List of tasks
a: Summarize the passage on pricing for household solar battery systems in two sentences.
b: Resume the passage on pricing for household solar battery systems, picking up right after its final sentence.

# Text passage start

We assess how the design of retail prices, grid fees and levies for household prosumers affects the attractiveness and resulting operation of small-scale photovoltaic battery storage systems (PVBSS), using a detailed modeling approach applied to a case study of six households in Germany. The selected pricing schemes and reform proposals are evaluated regarding the investment attractiveness for the prosumer and the impact on system-oriented operation, considering both market and grid integration. We show that the current business models for PV and PVBSS are only exist because they are based on avoiding the need to purchase electricity from the grid and thus avoiding paying taxes and levies on consumed electricity. Introducing time-variable pricing schemes or price components increase the value of PVBSS for the customer and the market, but lead to a less grid-friendly operation. It is shown that the term “system-oriented operation” should be defined carefully, since under the analyzed incentives, the two objectives included in system-oriented operation (market and grid integration) do not necessarily go hand in hand, sometimes even contradicting one another. Both the tariff design and the design of single tariff components have a considerable impact on the attractiveness and the resulting system integration of PVBSS and should be evaluated thoroughly to avoid unintended outcomes.

# Text passage end
# Record extracts start

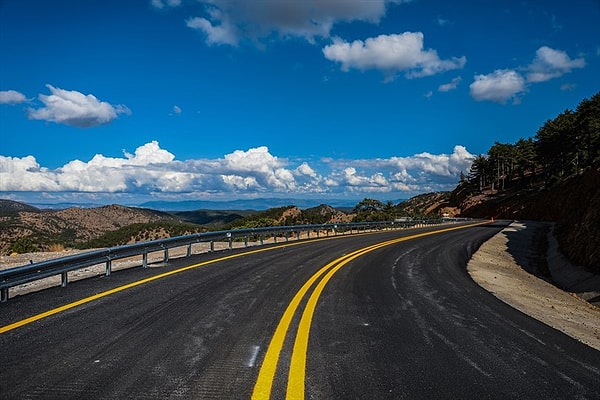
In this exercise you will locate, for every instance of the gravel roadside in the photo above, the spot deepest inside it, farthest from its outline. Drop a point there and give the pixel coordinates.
(499, 266)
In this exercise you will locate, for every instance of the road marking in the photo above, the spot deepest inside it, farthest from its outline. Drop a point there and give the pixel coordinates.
(34, 318)
(297, 368)
(253, 354)
(89, 299)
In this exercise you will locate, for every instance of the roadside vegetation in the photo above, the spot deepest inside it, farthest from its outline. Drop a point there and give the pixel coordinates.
(563, 147)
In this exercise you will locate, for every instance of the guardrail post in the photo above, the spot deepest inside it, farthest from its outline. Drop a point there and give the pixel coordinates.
(108, 267)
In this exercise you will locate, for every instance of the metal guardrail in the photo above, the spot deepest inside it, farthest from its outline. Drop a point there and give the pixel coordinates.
(61, 266)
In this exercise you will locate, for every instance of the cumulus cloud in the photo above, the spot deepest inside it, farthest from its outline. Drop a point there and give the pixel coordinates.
(153, 171)
(550, 63)
(505, 84)
(160, 4)
(499, 86)
(391, 54)
(230, 21)
(73, 108)
(453, 84)
(11, 97)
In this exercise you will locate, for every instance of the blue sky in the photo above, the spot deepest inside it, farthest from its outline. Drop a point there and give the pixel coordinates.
(129, 101)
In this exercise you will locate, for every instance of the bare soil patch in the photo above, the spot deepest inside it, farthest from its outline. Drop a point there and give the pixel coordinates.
(501, 264)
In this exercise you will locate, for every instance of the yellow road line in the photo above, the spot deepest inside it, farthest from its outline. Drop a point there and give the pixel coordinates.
(297, 368)
(74, 304)
(89, 299)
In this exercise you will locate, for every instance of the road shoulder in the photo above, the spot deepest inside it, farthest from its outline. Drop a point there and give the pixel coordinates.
(499, 267)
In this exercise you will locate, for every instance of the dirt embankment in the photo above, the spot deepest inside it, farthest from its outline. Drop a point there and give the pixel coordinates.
(574, 205)
(501, 266)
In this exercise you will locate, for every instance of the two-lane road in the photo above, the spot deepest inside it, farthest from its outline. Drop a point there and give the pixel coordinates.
(378, 316)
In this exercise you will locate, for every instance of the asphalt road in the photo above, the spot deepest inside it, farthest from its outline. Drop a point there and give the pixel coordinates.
(339, 318)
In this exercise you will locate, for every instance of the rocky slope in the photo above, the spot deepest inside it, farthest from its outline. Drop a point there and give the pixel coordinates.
(66, 227)
(574, 205)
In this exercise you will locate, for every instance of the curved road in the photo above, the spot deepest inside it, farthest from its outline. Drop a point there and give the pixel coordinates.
(390, 315)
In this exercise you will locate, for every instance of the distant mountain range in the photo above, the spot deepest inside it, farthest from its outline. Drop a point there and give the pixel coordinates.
(258, 204)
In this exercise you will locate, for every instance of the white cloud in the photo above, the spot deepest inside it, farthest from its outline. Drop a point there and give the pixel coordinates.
(453, 84)
(391, 54)
(222, 32)
(11, 97)
(499, 86)
(75, 109)
(160, 4)
(153, 171)
(550, 63)
(230, 21)
(505, 84)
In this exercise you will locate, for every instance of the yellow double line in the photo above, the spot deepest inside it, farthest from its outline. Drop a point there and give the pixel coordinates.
(297, 367)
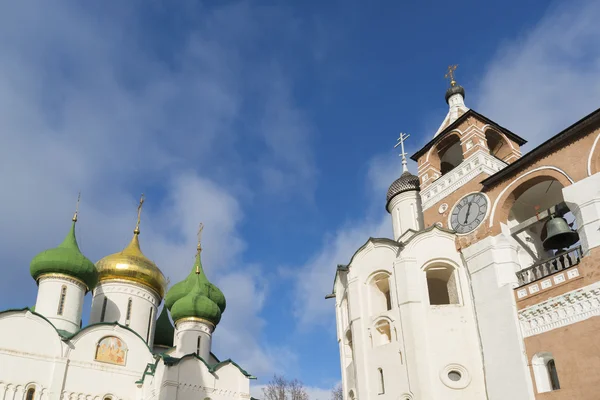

# Record extracts end

Answers in order
a: Using a detailed model of six households in Germany, the study evaluates how retail prices, grid fees and levies affect the investment appeal and operation of small photovoltaic battery storage systems, and it finds that current business models depend on avoiding grid purchases and the taxes and levies on them. Time-variable pricing raises the systems' value for customers and the market but makes their operation less grid-friendly, so market and grid integration can conflict, and tariff designs should be evaluated thoroughly to avoid unintended outcomes.

b:
Zusammenfassung

Es wird untersucht, wie die Ausgestaltung der Endkundenpreise, der Netzentgelte und der EEG-Umlage den Betrieb und die Rentabilität von kleinen PV-Batteriesystemen (PVBSS) beeinflussen. Dazu wird eine detaillierte Modellierung einer Fallstudie mit sechs unterschiedlichen Haushalten durchgeführt. Die betrachteten Preismodelle und Reformvorschläge werden hinsichtlich ihrer Attraktivität für Prosumer sowie ihres Effekts auf eine systemdienlichen Betrieb bewertet, wobei systemdienlich sowohl die Markt- als auch die Netzintegration umfasst. Es wird gezeigt, dass die derzeit existierenden Geschäftsmodelle für PV und PVBSS auf der Vermeidung von Netzbezug und damit der Einsparung von Abgaben und Steuern beruhen. Die Einführung von zeitvariablen Strompreisen oder Preisbestandteilen erhöhen den Wert des PVBSS für den Prosumer und den Markt, führen dabei aber zu einer weniger netzdienlichen Betriebsweise. Es wird gezeigt, dass der Begriff „Systemdienlichkeit“ sorgfältig definiert werden sollte, da Markt- und Netzintegration nicht notwendigerweise Hand in Hand gehen, sodass ein Anreizsignal nicht notwendigerweise dazu führt, dass beide Ziele erreicht werden. Die Ausgestaltung der Strompreise, insbesondere deren Zeitvariabilität, sowie einzelner Preisbestandteile haben einen erheblichen Einfluss auf die Attraktivität und die erreichbare Systemintegration von PVBSS und sollten daher zur Vermeidung unerwünschter Effekte sorgfältig evaluiert werden.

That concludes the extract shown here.